**Requirement**
Repeat each line of the material exactly.

**Record excerpts**
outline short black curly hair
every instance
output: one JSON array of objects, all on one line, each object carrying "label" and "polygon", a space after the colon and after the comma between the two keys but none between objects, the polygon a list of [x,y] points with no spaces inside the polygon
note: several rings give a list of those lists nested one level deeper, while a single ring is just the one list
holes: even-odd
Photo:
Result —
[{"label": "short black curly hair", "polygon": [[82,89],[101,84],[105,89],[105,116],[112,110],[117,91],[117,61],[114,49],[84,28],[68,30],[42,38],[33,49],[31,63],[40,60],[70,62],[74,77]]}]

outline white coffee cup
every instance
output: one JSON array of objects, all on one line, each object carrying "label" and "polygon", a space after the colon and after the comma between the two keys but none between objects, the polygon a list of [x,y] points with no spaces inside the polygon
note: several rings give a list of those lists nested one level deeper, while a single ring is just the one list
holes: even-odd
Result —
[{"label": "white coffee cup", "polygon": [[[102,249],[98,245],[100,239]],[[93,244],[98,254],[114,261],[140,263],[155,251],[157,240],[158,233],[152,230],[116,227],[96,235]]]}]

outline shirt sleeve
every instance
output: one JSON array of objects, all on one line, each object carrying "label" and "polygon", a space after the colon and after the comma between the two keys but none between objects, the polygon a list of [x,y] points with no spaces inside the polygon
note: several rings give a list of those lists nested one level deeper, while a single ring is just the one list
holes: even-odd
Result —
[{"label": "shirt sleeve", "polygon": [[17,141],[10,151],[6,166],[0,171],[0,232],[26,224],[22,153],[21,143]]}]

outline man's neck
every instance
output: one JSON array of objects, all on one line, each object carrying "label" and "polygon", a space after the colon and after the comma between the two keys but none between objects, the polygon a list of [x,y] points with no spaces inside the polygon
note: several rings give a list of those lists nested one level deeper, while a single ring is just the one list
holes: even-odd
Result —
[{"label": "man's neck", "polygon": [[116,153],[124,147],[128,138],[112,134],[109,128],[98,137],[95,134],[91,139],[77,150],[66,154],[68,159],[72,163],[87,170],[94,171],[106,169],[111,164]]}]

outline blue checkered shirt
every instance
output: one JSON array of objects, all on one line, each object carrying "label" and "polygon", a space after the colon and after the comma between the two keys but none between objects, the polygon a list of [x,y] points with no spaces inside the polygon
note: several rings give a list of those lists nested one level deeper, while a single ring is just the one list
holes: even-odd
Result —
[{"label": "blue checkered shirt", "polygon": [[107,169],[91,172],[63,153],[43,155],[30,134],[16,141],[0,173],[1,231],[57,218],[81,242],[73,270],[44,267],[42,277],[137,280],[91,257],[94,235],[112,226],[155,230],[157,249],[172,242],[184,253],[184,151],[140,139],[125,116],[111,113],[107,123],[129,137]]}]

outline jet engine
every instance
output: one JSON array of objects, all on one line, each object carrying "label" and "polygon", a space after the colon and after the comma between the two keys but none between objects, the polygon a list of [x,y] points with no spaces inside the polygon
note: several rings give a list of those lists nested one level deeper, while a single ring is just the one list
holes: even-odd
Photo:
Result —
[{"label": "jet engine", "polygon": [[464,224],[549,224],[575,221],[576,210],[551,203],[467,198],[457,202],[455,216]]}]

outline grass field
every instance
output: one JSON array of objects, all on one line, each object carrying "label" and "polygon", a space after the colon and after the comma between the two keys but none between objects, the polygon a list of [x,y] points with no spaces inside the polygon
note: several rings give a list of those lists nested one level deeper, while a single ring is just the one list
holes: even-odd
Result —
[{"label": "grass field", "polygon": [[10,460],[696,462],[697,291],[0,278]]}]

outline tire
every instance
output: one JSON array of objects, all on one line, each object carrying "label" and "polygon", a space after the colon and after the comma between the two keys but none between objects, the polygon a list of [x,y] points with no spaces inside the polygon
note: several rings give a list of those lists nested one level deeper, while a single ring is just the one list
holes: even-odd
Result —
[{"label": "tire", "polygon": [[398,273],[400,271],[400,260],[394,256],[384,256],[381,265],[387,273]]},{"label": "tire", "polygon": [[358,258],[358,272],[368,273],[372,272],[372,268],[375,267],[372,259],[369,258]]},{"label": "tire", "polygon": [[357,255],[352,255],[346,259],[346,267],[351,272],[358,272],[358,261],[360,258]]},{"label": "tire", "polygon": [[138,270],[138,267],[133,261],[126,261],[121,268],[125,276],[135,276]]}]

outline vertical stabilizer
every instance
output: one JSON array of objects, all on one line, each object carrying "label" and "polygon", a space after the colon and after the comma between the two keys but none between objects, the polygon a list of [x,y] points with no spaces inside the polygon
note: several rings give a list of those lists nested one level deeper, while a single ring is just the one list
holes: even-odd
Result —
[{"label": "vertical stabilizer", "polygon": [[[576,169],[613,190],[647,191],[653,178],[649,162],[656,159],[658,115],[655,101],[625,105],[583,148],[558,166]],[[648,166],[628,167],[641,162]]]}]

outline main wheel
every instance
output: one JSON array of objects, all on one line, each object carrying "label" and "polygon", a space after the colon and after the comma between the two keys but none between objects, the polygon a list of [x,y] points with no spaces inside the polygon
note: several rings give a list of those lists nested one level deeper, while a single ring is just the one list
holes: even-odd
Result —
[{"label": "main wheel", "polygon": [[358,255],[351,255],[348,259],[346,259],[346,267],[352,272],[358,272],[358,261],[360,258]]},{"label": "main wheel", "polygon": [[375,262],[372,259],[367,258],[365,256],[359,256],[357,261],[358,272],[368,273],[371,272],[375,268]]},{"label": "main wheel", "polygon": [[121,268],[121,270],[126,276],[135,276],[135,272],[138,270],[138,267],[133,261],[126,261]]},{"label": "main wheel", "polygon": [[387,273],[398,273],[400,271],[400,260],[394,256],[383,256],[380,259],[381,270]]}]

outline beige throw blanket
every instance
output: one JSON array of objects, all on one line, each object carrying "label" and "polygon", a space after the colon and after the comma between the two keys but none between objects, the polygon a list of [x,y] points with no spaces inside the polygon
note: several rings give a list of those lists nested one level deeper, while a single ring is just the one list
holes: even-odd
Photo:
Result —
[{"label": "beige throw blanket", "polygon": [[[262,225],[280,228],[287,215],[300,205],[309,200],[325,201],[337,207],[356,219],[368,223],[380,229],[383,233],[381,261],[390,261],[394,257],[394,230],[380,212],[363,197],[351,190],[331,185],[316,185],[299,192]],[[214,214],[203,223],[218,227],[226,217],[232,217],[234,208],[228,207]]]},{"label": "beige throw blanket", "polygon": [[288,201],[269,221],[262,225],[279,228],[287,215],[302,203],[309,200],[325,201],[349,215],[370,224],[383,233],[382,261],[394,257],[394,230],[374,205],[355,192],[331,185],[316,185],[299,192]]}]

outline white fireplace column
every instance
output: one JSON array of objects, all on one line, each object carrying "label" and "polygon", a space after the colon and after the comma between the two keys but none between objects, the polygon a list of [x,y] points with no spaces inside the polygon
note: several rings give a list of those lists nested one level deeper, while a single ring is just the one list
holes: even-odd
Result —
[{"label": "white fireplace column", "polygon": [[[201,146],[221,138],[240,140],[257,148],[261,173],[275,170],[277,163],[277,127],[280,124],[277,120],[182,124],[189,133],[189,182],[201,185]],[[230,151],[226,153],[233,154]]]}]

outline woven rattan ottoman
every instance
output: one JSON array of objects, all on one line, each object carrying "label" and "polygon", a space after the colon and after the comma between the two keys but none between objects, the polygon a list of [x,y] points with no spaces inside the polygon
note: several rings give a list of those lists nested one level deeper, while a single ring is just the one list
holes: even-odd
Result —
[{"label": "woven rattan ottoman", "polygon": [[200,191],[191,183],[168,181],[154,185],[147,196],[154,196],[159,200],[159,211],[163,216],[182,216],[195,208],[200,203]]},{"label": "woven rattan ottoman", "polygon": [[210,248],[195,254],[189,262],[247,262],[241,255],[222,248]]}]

**Problem solution**
outline short black curly hair
every instance
output: one JSON array of objects, all on one line, each object carrying "label" and "polygon", a space after the colon and after the comma between the two keys but none between objects, the polygon a list of [x,y] points with no spaces inside the polygon
note: several rings give a list of those lists nested one level deeper, while a single ring is just the one list
holes: even-odd
Photo:
Result —
[{"label": "short black curly hair", "polygon": [[82,89],[101,84],[105,89],[105,116],[112,110],[117,91],[117,61],[114,49],[84,28],[68,30],[42,38],[33,49],[31,63],[40,60],[70,62],[74,77]]}]

outline white coffee cup
every instance
output: one JSON array of objects, all on one line, each object carrying "label" and "polygon", a space after the colon and after the comma between the two keys but none between objects, the polygon a list of [x,y] points with no spaces inside the polygon
note: several rings give a list of those lists nested one level deeper, while a single ring is just the one list
holes: even-odd
Result —
[{"label": "white coffee cup", "polygon": [[[102,249],[98,245],[100,239]],[[93,244],[98,254],[114,261],[140,263],[155,251],[157,240],[158,233],[152,230],[116,227],[96,235]]]}]

outline shirt sleeve
every instance
output: one JSON array of objects, all on one line, each object carrying "label" and "polygon", a space after the colon and after the comma between the two keys but none between objects, the polygon a list of [x,y] points with no spaces inside the polygon
note: several rings give a list of those lists nested one level deeper, while a single ring is just the one list
holes: even-odd
Result —
[{"label": "shirt sleeve", "polygon": [[17,141],[10,151],[6,166],[0,171],[0,232],[26,224],[22,153],[21,143]]}]

outline man's neck
every instance
output: one JSON array of objects, all on one line, each object carrying "label" and "polygon", a space after the colon and after the comma between the two keys but none between objects, the polygon a list of [x,y] points with no spaces inside the polygon
note: several rings give a list of those lists nested one level deeper, while a single ring is just the one list
holes: even-odd
Result —
[{"label": "man's neck", "polygon": [[116,153],[124,147],[128,138],[112,134],[109,128],[98,137],[95,134],[91,139],[77,150],[66,154],[68,159],[72,163],[87,170],[94,171],[106,169],[111,164]]}]

outline blue checkered shirt
every instance
output: one JSON array of objects, all on one line, each object carrying "label" and "polygon", a space after the colon and after the comma between the two keys but none between objects, the polygon a list of [x,y] points with no spaces inside the polygon
note: several rings give a list of those lists nested one level deeper, while a single ring is just the one list
holes: even-odd
Result —
[{"label": "blue checkered shirt", "polygon": [[107,169],[91,172],[63,153],[43,155],[30,134],[16,141],[0,173],[1,231],[57,218],[81,242],[73,270],[44,267],[42,277],[137,280],[91,257],[94,235],[112,226],[155,230],[157,249],[172,242],[184,253],[184,151],[140,139],[125,116],[111,113],[107,123],[129,137]]}]

outline jet engine
every instance
output: one JSON array of objects, all on one line, each object carrying "label" and "polygon", a space after the colon and after the comma between the two keys but none between objects, the polygon a list of [x,y] points with no spaces inside the polygon
note: several rings give a list of those lists nested one level deeper, while a single ring is just the one list
holes: even-odd
Photo:
Result —
[{"label": "jet engine", "polygon": [[464,224],[549,224],[575,221],[576,210],[551,203],[467,198],[457,202],[455,216]]}]

outline grass field
every instance
output: one JSON array of objects, all on one line, each object carrying "label" and "polygon", a space after the colon and after the comma between the two keys but none between objects, the polygon a list of [x,y] points with no spaces inside the polygon
note: several rings give a list of those lists nested one level deeper, while a single ring is just the one list
holes: even-odd
Result —
[{"label": "grass field", "polygon": [[10,460],[696,462],[697,291],[0,278]]}]

outline tire
every instance
output: one JSON array of objects, all on one line, each object carrying "label" and "polygon", a space after the colon and after the comma between the two keys but none between objects, the polygon a list of [x,y] points with no spaces inside the polygon
note: several rings give a list of those lists nested one level deeper, while a single ring is just the one list
holes: even-odd
Result —
[{"label": "tire", "polygon": [[398,273],[400,271],[400,260],[394,256],[384,256],[381,265],[387,273]]},{"label": "tire", "polygon": [[358,258],[358,272],[368,273],[372,272],[372,268],[375,267],[372,259],[369,258]]},{"label": "tire", "polygon": [[357,255],[352,255],[346,259],[346,267],[351,272],[358,272],[358,261],[360,258]]},{"label": "tire", "polygon": [[138,270],[138,267],[133,261],[126,261],[121,268],[125,276],[135,276]]}]

outline vertical stabilizer
every instance
output: one JSON array of objects, all on one line, each object carrying "label" and "polygon", a space after the colon and after the comma between the two keys but none between objects, the polygon a list of [x,y] points with no spaces inside the polygon
note: several rings give a list of those lists nested one level deeper, while a single ring is just the one list
holes: even-odd
Result —
[{"label": "vertical stabilizer", "polygon": [[[576,169],[613,190],[647,191],[653,178],[649,162],[656,159],[658,115],[655,101],[625,105],[583,148],[558,166]],[[648,166],[628,167],[641,162]]]}]

outline main wheel
every instance
output: one JSON array of objects, all on one line, each object carrying "label" and "polygon", a space after the colon and after the comma between the two keys but none between objects, the polygon a list of [x,y] points with no spaces inside the polygon
note: several rings give a list of those lists nested one level deeper, while a single ring is just the one list
holes: even-odd
Result —
[{"label": "main wheel", "polygon": [[358,255],[351,255],[348,259],[346,259],[346,267],[352,272],[358,272],[358,261],[360,258]]},{"label": "main wheel", "polygon": [[375,262],[372,259],[367,258],[365,256],[359,256],[357,261],[358,272],[368,273],[371,272],[375,268]]},{"label": "main wheel", "polygon": [[121,268],[121,270],[126,276],[135,276],[135,272],[138,270],[138,267],[133,261],[126,261]]},{"label": "main wheel", "polygon": [[387,273],[398,273],[400,271],[400,260],[394,256],[383,256],[380,259],[381,270]]}]

outline beige throw blanket
every instance
output: one JSON array of objects, all on one line, each object carrying "label" and "polygon", a space after the colon and after the comma between the two keys but none between objects, the polygon a list of [x,y] points with no spaces inside the polygon
note: several rings give a list of those lists nested one level deeper, while a single ring is just the one list
holes: even-odd
Photo:
Result —
[{"label": "beige throw blanket", "polygon": [[[262,225],[280,228],[287,215],[300,205],[309,200],[325,201],[337,207],[356,219],[368,223],[380,229],[383,233],[381,261],[390,261],[394,257],[394,230],[380,212],[363,197],[351,190],[331,185],[316,185],[299,192]],[[214,214],[203,223],[218,227],[226,217],[232,217],[234,208],[228,207]]]},{"label": "beige throw blanket", "polygon": [[288,201],[269,221],[262,225],[279,228],[287,215],[302,203],[309,200],[325,201],[349,215],[370,224],[383,233],[382,261],[394,257],[394,230],[374,205],[355,192],[331,185],[316,185],[299,192]]}]

outline white fireplace column
every instance
output: one JSON array of objects, all on one line, each object carrying "label" and "polygon", a space after the colon and after the comma between the two keys but none between objects, the polygon a list of [x,y] points with no spaces inside the polygon
note: several rings give a list of those lists nested one level deeper, while a single ring is just the one list
holes: even-odd
Result —
[{"label": "white fireplace column", "polygon": [[[201,146],[221,138],[240,140],[257,148],[261,173],[275,170],[277,163],[277,127],[280,124],[277,120],[182,124],[189,133],[189,182],[201,185]],[[230,151],[226,153],[233,154]]]}]

outline woven rattan ottoman
every instance
output: one JSON array of objects, all on one line, each object carrying "label" and "polygon", a space after the colon and after the comma between the two keys but none between objects, the polygon a list of [x,y] points with no spaces inside the polygon
note: several rings give a list of those lists nested one level deeper, while a single ring is just the one list
holes: even-odd
Result —
[{"label": "woven rattan ottoman", "polygon": [[200,191],[191,183],[168,181],[154,185],[147,196],[154,196],[159,200],[159,211],[163,216],[182,216],[195,208],[200,203]]},{"label": "woven rattan ottoman", "polygon": [[210,248],[195,254],[189,262],[247,262],[241,255],[222,248]]}]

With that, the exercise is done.